> Exercise goal: Reproduce every item below word for word, leaving out the pictures.

Object position labeling items:
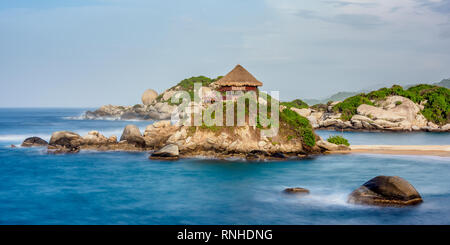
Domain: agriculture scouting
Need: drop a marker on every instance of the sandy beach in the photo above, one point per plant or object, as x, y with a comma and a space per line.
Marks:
431, 150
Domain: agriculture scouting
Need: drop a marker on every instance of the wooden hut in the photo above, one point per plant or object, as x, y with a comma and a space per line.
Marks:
239, 79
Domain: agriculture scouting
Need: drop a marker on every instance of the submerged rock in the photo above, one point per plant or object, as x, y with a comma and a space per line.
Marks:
34, 141
296, 190
65, 142
132, 135
330, 146
386, 191
278, 155
168, 152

> Solution:
Domain: agriculture scouting
Need: drop a marker on every instance of the sandy beach in the photo above, one point per plant or object, as x, y with a comma and a space per line.
Marks:
431, 150
Domain: agriculture scouting
Need: drop a marker on every instance of the wooden hut in the photo above, one point per plant or object, as x, y with a comma and a space per line.
Marks:
239, 79
Domain: agriculture scouting
Need: drop a marker on every instance of the submerged rock in the photo above, one point per plant or object, as x, y with a comma and a space per line.
Marks:
34, 141
296, 190
65, 142
132, 135
330, 146
386, 191
278, 155
168, 152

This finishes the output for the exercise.